> ENTRIES
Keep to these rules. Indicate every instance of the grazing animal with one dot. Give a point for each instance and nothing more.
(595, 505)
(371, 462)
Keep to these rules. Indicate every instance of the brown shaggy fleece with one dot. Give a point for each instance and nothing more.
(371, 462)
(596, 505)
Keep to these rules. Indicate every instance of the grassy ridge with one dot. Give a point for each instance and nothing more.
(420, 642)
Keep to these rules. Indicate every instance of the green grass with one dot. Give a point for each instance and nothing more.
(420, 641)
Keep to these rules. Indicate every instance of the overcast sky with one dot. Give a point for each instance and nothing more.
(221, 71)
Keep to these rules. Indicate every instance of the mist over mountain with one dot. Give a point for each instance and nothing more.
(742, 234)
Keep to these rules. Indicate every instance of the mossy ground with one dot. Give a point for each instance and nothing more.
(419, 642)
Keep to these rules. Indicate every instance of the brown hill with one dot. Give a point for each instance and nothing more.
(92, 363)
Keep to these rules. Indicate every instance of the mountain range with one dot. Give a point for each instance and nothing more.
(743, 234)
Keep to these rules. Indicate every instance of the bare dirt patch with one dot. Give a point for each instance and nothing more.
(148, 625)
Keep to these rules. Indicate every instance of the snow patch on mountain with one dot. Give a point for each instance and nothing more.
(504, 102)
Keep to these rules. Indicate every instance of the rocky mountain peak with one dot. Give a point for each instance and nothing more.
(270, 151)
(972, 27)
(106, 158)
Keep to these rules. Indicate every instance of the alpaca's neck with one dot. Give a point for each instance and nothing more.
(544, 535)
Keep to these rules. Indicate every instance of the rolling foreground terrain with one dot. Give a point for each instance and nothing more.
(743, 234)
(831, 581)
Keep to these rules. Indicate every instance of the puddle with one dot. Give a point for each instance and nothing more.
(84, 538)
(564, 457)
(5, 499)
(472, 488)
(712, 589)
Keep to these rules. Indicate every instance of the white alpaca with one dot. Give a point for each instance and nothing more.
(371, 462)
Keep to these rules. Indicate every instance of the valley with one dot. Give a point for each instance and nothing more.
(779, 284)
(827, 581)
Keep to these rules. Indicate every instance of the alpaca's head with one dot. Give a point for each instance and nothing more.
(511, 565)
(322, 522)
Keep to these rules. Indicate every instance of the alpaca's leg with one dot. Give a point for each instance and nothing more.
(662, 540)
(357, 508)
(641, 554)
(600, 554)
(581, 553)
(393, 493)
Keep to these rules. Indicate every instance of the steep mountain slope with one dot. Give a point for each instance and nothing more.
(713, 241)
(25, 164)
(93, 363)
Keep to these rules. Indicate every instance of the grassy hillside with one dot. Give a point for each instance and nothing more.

> THE TASK
Please repeat all the records above exactly as they appear.

> REPLY TO THE EXERCISE
Keep to these rules. Indicate every instance of the grazing animal with one dot. Give a point for each instance and nothing more.
(595, 505)
(371, 462)
Keep to these rules. Indicate every instance of the brown shaggy fleece with one dot. Give a point for each instance and nothing more.
(371, 462)
(596, 505)
Keep to these rules. Indicate every instance of the grassy ridge with one dot. Give a point for each instance and nothing more.
(420, 642)
Keep to these rules. Indicate every instance of the green grass with one dot. Give a point for each instance and nothing more.
(420, 641)
Keep to these rules. Indicate every instance of the overcast sky with one dot. Give a point for each instance and nothing more.
(221, 71)
Keep to these rules. Indicate every instance of the mist over mountain with one dot. Give a point for each instance and nothing more.
(742, 234)
Keep to these rules. Indicate every instance of the mossy ground with one dot. Give a point for each instance and nothing more.
(419, 642)
Keep to these rules. Indicate every instance of the brown hill with one dot. Give a point for each instance and nothing more.
(92, 363)
Keep to these rules. Indicate every instance of the mountain range with one dot. Give a point for each instance and nothing more.
(743, 234)
Keep to these rules. Indicate every instance of the bare dirt patch with one dot. Give a point for each instance and nothing more.
(148, 625)
Keep to these rules. Indicate every instance of the snow patch on mountain with one dot. Give a point for each instance and nothing more.
(504, 102)
Keep to these rules. Indicate every instance of the rocky mountain peak with one dot. Give a point for each instance and nothing more.
(270, 151)
(972, 27)
(106, 158)
Keep to these rules. Indicate every instance of the alpaca's neck with one dot. Give a point for each instance and nothing more.
(544, 535)
Keep to these rules. Indicate every instance of the rolling foreground terrain with one dot. Give a point for each instance and nothing more.
(743, 234)
(831, 581)
Keep to these rules. Indicate every instance of the puddle with one dot. Give a point for each instance and nothing more.
(84, 538)
(564, 457)
(5, 499)
(472, 488)
(712, 589)
Keep to these rules. Indicate every instance of the white alpaca with one dot. Give a point for each instance and nothing more.
(371, 462)
Keep to these rules. Indicate every instance of the valley with one dot. Give a point for each instance and nothing more.
(779, 284)
(827, 581)
Keep to these rules. Indicate every instance of the alpaca's head with one dot. Give a point for each instance and nothing more.
(511, 565)
(322, 522)
Keep to these rules. Indicate every instance of the alpaca's leg with one dot. Give a point for each instance and nothing more.
(662, 540)
(357, 508)
(641, 554)
(600, 554)
(581, 553)
(393, 493)
Keep to these rules. Indicate every instance of the steep mountain slope with one dot. Give a point for each instance and nothing more.
(713, 241)
(25, 164)
(93, 363)
Keep to these rules. Indicate every instance of the grassy hillside with one dot. Give a point for each instance and nothing more.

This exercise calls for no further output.